## TAREFAS A REALIZAR:
1. Resuma em duas frases o texto sobre a renúncia de Esmeralda Dourado.
2. No texto sobre a renúncia de Esmeralda Dourado, traduza para inglês a frase "Com a passagem do controlo da TAP para o Estado, Esmeralda Dourado, que recebe também uma reforma, passou a exercer as funções na transportadora sem ter remuneração."
3. Escreva a continuação do texto sobre a renúncia de Esmeralda Dourado, a partir da última frase.

## TEXTO DO DOCUMENTO:

═══

Esmeralda Dourado confirmou ao Observador que pediu a renúncia a 1 de março com efeitos a partir do final de abril, com o objetivo de ainda votar a aprovação das contas da empresa. A administradora justifica que não tem disponibilidade temporal para manter as suas funções como presidente da comissão de auditoria da TAP num contexto tão difícil e exigente como o atual para a empresa e para o setor. Acrescenta que, também por causa dessas circunstâncias, fez questão de concluir o seu mandato até ao final do ano passado — mas explica que, face à exigência das funções de auditoria financeira, o seu cargo não executivo “era quase o um cargo executivo” que envolvia 25 a 30 horas por semana.
A administradora entrou para o conselho de administração não executivo em 2017, num quadro em que a empresa tinha uma gestão privada e desempenha mais cargos não executivos em outras empresas. Com a passagem do controlo da TAP para o Estado, Esmeralda Dourado, que recebe também uma reforma, passou a exercer as funções na transportadora sem ter remuneração.

═══

## DADOS DE ORIGEM:
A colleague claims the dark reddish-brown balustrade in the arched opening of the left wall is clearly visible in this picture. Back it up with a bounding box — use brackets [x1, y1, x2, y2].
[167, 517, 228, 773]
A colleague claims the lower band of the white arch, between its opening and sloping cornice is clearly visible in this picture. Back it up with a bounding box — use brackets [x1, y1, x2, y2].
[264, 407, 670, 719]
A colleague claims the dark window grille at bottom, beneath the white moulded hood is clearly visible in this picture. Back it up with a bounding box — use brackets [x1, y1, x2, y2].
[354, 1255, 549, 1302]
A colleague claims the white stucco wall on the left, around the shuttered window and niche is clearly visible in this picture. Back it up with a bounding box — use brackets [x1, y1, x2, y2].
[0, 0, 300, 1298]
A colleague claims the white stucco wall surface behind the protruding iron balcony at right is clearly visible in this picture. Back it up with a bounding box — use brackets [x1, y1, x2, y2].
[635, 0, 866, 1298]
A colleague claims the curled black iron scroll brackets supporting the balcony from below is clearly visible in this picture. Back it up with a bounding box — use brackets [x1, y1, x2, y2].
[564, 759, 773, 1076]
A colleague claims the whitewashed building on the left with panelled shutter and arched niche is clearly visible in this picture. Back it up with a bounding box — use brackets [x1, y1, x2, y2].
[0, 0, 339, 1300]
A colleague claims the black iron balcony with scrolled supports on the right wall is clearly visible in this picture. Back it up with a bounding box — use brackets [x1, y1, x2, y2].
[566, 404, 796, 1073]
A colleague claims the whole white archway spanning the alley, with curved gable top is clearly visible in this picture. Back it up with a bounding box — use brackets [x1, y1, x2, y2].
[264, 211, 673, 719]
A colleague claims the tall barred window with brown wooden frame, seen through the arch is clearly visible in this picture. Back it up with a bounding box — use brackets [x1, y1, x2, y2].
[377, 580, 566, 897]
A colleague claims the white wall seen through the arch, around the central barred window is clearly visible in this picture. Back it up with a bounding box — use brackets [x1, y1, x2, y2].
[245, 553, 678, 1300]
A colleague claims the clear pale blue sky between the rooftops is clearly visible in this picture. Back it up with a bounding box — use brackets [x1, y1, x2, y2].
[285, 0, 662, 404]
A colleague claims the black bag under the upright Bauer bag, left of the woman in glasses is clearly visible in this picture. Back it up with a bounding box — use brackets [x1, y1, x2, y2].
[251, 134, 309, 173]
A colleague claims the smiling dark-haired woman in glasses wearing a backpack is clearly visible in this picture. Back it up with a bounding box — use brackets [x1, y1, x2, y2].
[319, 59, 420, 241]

═══

## RESPOSTAS:
1. Esmeralda Dourado pediu a renúncia a 1 de março, com efeitos a partir do final de abril, por não ter disponibilidade para continuar como presidente da comissão de auditoria da TAP num contexto difícil para a empresa e para o setor. Entrou para o conselho de administração não executivo em 2017 e, desde que o controlo da TAP passou para o Estado, exerce as funções sem remuneração.

2. With the transfer of control of TAP to the State, Esmeralda Dourado, who also receives a pension, began performing her duties at the airline without pay.

3.
No caso de Diogo Lacerda Machado, uma figura muito próxima de António Costa, especula-se sobre uma relação difícil com o ministro das Infraestruturas, Pedro Nuno Santos, que terá visto em algumas posições do administrador um alinhamento com os interesses dos acionistas privados da TAP. Quando questionado sobre o tema em julho, o ministro não quis comentar, tendo afirmado que “seis administradores do Estado têm feito o seu trabalho com um grande empenho e dedicação à TAP. Temos conseguido trabalhar bem em conjunto”. Em declarações ao Público esta quarta-feira, o advogado afirmou que era “tempo de sair”.
Previsível é ainda a demissão de Trey Urbanh. O administrador não executivo, que ainda tinha sido uma escolha do anterior acionista David Neeleman, poderá até querer sair mais cedo.
Uma comissão executiva reduzida a dois, no pior momento da TAP
Atualmente, o conselho de administração conta com nove membros, dos quais apenas dois são executivos: Ramiro Sequeira, que está a desempenhar funções de CEO, e Alexandra Reis. Dos outros sete, três vão sair após a aprovação das contas de 2020 e, quando estas saídas se materializarem, o número de administradores em funções deixa de cumprir o patamar mínimo estabelecido nos estatutos da TAP SGPS. A expetativa é de que até 30 de abril seja possível recompor os órgãos sociais da empresa, já com o novo presidente executivo proposto pela empresa de head hunters contratada pela Parpública.
Abril é também um prazo indicativo para a aprovação do plano de reestruturação em Bruxelas, se bem que algumas fontes admitam que o processo possa prolongar-se até ao final do primeiro semestre.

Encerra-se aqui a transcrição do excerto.